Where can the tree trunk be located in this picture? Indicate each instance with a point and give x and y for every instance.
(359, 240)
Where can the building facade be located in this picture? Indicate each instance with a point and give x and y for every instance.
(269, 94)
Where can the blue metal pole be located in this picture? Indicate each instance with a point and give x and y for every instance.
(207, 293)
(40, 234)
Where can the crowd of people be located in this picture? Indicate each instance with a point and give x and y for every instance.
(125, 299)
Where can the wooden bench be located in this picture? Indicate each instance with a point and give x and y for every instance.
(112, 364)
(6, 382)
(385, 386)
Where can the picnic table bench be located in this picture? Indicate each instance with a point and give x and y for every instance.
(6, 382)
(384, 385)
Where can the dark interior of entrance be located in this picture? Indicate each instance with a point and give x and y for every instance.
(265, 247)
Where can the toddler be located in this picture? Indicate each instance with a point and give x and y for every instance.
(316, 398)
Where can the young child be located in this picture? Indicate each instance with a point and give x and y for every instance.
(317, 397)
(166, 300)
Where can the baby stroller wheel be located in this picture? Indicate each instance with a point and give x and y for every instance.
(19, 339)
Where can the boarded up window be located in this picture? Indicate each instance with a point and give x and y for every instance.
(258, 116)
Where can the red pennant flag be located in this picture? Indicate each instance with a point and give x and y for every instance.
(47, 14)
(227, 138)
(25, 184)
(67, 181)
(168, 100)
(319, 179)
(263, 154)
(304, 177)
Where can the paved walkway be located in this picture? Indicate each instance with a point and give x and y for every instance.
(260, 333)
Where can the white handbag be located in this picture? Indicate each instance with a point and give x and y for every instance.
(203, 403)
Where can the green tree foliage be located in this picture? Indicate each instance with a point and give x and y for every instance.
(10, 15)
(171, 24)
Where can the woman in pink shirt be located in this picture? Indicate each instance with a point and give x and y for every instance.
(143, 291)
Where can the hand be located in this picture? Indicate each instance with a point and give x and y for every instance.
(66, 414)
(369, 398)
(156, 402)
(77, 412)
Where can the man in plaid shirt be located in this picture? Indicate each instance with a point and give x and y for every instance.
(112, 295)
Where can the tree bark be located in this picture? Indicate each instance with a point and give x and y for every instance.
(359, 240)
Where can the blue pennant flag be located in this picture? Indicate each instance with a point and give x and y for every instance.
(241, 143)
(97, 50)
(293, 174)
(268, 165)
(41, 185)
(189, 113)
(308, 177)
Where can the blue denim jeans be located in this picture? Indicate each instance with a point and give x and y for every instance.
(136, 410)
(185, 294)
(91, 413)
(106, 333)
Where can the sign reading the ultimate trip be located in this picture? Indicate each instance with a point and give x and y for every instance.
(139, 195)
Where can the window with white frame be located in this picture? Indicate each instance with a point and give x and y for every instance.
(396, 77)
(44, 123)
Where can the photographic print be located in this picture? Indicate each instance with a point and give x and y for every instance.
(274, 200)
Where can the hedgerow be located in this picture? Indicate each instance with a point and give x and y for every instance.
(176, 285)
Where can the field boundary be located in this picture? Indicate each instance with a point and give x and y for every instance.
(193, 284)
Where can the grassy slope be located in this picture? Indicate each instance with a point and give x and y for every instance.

━━━━━━━━━━━━━━━━

__EXERCISE TASK__
Rewrite the lines above as a numbered list, leaving out any blank lines.

__ANSWER TO THIS TASK__
1. Where can the tree trunk be located in this picture? Indicate each instance with a point and give x and y for every instance.
2. (359, 240)
3. Where can the building facade be located in this picture? Indicate each instance with a point and give x and y for every instance.
4. (269, 94)
5. Where can the blue metal pole be located in this picture? Indicate each instance with a point and give x and y for every instance.
6. (207, 293)
7. (40, 234)
8. Where can the crowd of people be located in this picture? Indicate each instance with a point and give x and y for every instance.
9. (125, 299)
10. Where can the wooden bench be located in this picture? Indicate each instance with a point and give x and y for every instance.
11. (112, 364)
12. (6, 382)
13. (385, 386)
14. Where can the picnic table bench be located in this picture? Indicate each instance with a point and give x and y for every instance.
15. (6, 382)
16. (384, 385)
17. Where can the dark interior of entrance be located in this picture? Indicate each instance with a point and give x and y for every instance.
18. (265, 247)
19. Where can the toddler be located in this picture? Indicate each instance with a point and give x and y for every instance.
20. (316, 398)
21. Where can the young child be located in this picture? Indicate each instance with a point and give x and y for every instance.
22. (317, 397)
23. (166, 300)
24. Where can the baby stroller wheel be located in this picture? Indicate each instance with a point and give x and y for every instance.
25. (19, 339)
26. Where can the boarded up window be located in this picture? Indicate each instance with a point and give x and y for every instance.
27. (258, 116)
28. Where can the red pennant flag be located in this picture? Indicate each instance with a point and give x and y for every instance.
29. (47, 14)
30. (227, 138)
31. (25, 184)
32. (67, 181)
33. (168, 100)
34. (319, 179)
35. (263, 154)
36. (304, 177)
37. Where can the paved walkway be located in this picture? Indicate each instance with a point and give x and y for every instance.
38. (260, 333)
39. Where can the white handbag be located in this picture? Indicate each instance with a point and give x and y for every instance.
40. (203, 403)
41. Where can the green tree foliage be located in this picture? Indicate each instance with a point and give x and y for every instance.
42. (10, 15)
43. (171, 24)
44. Where can the woman in pink shirt be located in this picture? Indicate each instance with a point and give x and y for every instance.
45. (143, 291)
46. Where can the hand be located in this picture? Indicate each instance with a point and give x and y for every instance.
47. (66, 414)
48. (369, 398)
49. (156, 402)
50. (77, 412)
51. Where can the man in plaid shirt be located in this picture? Indicate each instance with a point and give x and y for every instance.
52. (112, 295)
53. Where can the tree bark be located in this picture? Indicate each instance with a point and give x and y for every instance.
54. (359, 240)
55. Where can the blue pennant flag be located in this picture? Indicate each instance with a point and give x and y for every instance.
56. (241, 143)
57. (97, 50)
58. (293, 174)
59. (268, 165)
60. (41, 185)
61. (189, 113)
62. (308, 177)
63. Where can the blue denim jeans be located in this picture? Indicate each instance with a point and give x and y for every instance.
64. (136, 410)
65. (185, 294)
66. (91, 413)
67. (106, 333)
68. Where can the sign reading the ultimate trip be located in this picture? Indicate each instance with a point and give x and y for every instance.
69. (139, 195)
70. Where can the window with white frame be located in this picture? Indicate each instance with a point and give x and y for every instance.
71. (396, 77)
72. (44, 123)
73. Where can the photographic print be located in this picture? Indicate each instance with a point and give x and y for every instance.
74. (274, 200)
75. Where can the hedgerow be located in this picture? Indicate each instance with a point and give x and y for every instance.
76. (176, 285)
77. Where can the field boundary be located in this picture? Indicate each instance with a point and give x and y for every instance.
78. (193, 284)
79. Where can the grassy slope be located in this picture? Indicate each instance with a point and give x and y for every instance.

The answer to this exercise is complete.